_TEXT PASSAGE_.
Ben Roethlisberger, Steelers aim to reverse recent struggles in Baltimore
As if the Steelers didn’t have enough to be concerned about in the wake of the national anthem controversy, they are just days away from venturing into a venue where they last won five years ago.
The verbal and written jabs the team has received from angry fans this week parallel the physical beatings the Steelers have taken from the Baltimore Ravens in recent games played at M&T Bank Stadium.
The AFC North rivalry renews Sunday in the Charm City, which has been anything but charming to the Steelers since they played in the Super Bowl following the 2010 season.
The Steelers have lost five of the past six meetings in Baltimore, including four in a row.
“They are as tough as it gets,” tight end Jesse James said Wednesday. “We obviously have our work cut out for us.”
That’s particularly true of an offense that ranks No. 22 in yards per game and is tied for 16th in points despite entering the season with high expectations by having receiver Martavis Bryant rejoin quarterback Ben Roethlisberger, running back Le’Veon Bell and wideout Antonio Brown.
The Steelers were held to a season-low 17 points last week in an overtime loss to the Chicago Bears, and the offense hasn’t produced a three-touchdown game this season. Brown is the only member of the star quartet playing to a lofty standard.

_DATA UNDER STUDY_.

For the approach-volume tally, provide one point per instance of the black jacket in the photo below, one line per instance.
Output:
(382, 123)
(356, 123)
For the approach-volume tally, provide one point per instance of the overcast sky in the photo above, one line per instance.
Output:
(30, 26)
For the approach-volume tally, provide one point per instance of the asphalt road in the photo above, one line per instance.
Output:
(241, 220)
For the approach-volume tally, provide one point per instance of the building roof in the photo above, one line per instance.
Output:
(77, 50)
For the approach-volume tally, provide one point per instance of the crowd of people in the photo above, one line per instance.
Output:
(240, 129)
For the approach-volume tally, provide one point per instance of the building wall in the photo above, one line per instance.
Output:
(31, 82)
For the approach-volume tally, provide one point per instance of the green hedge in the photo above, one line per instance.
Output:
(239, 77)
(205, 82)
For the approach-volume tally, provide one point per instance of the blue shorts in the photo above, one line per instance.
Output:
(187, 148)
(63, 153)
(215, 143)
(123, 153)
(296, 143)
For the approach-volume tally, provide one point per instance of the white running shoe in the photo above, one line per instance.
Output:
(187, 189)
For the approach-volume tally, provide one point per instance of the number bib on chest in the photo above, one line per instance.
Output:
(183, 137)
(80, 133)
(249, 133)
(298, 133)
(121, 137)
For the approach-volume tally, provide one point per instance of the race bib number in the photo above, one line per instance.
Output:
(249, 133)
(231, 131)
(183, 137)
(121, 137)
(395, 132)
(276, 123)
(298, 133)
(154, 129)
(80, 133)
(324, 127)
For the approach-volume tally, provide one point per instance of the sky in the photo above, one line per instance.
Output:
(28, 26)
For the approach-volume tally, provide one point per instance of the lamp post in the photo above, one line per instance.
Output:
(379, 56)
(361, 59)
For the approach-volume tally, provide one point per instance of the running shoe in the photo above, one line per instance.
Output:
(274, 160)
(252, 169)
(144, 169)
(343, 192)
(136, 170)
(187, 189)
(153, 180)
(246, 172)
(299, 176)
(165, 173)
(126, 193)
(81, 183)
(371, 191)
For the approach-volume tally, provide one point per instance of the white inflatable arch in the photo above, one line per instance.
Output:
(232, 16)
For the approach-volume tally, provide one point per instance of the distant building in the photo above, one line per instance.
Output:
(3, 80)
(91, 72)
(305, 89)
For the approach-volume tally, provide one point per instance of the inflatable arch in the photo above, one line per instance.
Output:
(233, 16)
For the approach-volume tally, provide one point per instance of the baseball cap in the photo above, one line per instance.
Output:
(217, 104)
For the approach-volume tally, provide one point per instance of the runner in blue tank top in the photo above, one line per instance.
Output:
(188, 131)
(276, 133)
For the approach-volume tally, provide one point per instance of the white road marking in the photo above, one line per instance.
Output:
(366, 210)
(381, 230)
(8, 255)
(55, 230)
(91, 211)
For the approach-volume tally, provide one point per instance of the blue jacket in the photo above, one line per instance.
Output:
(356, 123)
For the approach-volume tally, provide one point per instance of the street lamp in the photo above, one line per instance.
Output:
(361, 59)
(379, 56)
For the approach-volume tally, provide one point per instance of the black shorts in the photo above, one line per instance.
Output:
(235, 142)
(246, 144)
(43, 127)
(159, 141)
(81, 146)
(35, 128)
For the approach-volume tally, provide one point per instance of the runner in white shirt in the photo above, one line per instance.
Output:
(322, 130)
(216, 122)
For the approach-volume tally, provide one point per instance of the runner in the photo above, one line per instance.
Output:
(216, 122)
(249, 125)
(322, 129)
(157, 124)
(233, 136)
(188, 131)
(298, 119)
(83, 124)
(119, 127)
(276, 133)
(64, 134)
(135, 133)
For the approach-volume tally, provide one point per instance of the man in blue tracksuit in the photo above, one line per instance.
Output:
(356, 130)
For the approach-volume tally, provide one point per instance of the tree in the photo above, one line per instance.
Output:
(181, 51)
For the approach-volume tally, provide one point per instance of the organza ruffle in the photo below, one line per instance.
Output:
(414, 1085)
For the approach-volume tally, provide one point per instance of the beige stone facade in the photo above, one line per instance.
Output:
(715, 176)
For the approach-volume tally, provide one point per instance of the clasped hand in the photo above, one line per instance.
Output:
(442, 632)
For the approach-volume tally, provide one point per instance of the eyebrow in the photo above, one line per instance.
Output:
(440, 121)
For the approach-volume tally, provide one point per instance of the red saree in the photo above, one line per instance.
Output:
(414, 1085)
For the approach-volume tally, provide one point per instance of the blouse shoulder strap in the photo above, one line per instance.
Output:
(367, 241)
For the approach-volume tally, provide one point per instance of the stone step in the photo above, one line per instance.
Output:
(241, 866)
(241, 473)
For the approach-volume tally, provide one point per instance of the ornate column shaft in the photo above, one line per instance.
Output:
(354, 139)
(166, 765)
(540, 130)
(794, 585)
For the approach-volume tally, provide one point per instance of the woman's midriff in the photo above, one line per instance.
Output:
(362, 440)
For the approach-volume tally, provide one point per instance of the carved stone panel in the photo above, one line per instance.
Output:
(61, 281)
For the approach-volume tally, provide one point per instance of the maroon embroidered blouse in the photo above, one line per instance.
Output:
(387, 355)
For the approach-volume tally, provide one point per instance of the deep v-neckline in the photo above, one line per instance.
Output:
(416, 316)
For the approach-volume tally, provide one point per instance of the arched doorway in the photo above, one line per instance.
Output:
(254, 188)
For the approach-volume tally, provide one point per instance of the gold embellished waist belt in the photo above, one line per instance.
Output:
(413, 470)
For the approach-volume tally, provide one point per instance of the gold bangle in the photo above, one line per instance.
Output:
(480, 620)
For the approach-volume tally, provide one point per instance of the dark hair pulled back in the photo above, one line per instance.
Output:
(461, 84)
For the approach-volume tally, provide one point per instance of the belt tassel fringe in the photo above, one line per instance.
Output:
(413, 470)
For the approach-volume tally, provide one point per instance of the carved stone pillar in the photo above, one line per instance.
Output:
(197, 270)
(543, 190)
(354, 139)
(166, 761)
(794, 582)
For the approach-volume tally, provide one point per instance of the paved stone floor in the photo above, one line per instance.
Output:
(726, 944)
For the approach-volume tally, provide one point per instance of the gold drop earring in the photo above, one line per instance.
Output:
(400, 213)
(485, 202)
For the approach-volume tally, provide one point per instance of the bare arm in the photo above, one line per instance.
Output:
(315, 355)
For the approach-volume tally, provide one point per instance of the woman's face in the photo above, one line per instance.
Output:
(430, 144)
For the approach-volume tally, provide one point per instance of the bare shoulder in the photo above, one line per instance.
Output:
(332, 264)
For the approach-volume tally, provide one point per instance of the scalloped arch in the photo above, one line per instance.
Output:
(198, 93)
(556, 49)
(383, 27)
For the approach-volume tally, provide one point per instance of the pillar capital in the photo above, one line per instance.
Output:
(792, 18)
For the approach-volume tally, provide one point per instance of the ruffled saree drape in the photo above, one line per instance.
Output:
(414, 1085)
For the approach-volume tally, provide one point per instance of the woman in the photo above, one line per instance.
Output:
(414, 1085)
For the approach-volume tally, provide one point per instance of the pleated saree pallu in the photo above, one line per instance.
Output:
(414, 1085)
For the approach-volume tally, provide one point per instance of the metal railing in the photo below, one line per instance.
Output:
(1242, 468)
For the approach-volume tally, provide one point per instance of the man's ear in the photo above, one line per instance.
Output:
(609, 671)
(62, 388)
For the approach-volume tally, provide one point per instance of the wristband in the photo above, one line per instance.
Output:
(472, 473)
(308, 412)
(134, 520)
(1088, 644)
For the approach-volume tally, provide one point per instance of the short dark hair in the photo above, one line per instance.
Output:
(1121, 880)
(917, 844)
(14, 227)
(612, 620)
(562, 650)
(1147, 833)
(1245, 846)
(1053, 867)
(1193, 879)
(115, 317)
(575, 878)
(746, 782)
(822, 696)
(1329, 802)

_TO DO_.
1. Swap "quartet" for "foursome" in the Steelers preview, and write out the passage starting at "That’s particularly true" and ending at "a lofty standard.".
2. Carry on writing the Steelers preview from its final sentence.
The items stand apart from the Steelers preview and are unrelated to it.

_TASK RESPONSES_.
1.
That’s particularly true of an offense that ranks No. 22 in yards per game and is tied for 16th in points despite entering the season with high expectations by having receiver Martavis Bryant rejoin quarterback Ben Roethlisberger, running back Le’Veon Bell and wideout Antonio Brown.
The Steelers were held to a season-low 17 points last week in an overtime loss to the Chicago Bears, and the offense hasn’t produced a three-touchdown game this season. Brown is the only member of the star foursome playing to a lofty standard.

2.
“I don’t think we’re that far off,” Roethlisberger said, later adding, “The unfortunate part is we’re playing a really good defense this week.”
The Ravens held the Cincinnati Bengals and Cleveland Browns to a combined 10 points in winning their first two games. But while the Steelers were losing to the previously winless Bears amid the anthem flap at Soldier Field, the Ravens were flying back from London trying to make sense of a 44-7 loss to the Jacksonville Jaguars.
If history is an indication, the Steelers won’t get the offense back on track Sunday. In the past five losses in Baltimore, the Steelers have averaged just 13 points.
Roethlisberger has thrown four touchdown passes against seven interceptions and 11 sacks in those games, with a 69.2 passer rating.
The only time the Steelers won in Baltimore this decade was in 2012 when the quarterback was Charlie Batch, starting for the final time in his NFL career as his 38th birthday approached. Batch improbably rallied the Steelers from a fourth-quarter deficit, leading touchdown and field-goal drives in the final eight minutes for a 23-20 win.
Roethlisberger has lost his past five starts in Baltimore, including last season when he returned to the lineup 20 days after undergoing knee surgery.
“I wish we could say we can go in there and get blowouts,” center Maurkice Pouncey said, “but it’s always a hard-fought game.”
One the Steelers can’t seem to win in Baltimore, although Ravens coach John Harbaugh doesn’t have an answer for his team’s success on its home field.
“The common denominators are they’re all great games,” Harbaugh said. “They are all played similarly and the same style of football, and they all come down to the wire, it seems like.”
The 2016 matchup, a 21-14 loss, was an exception. Pouncey left in the first quarter with a finger injury, and the Steelers had difficulty using a silent count with backup center B.J. Finney.
Until early in the fourth quarter, when the Steelers trailed by 21 points, they had just 76 yards of offense and two first downs.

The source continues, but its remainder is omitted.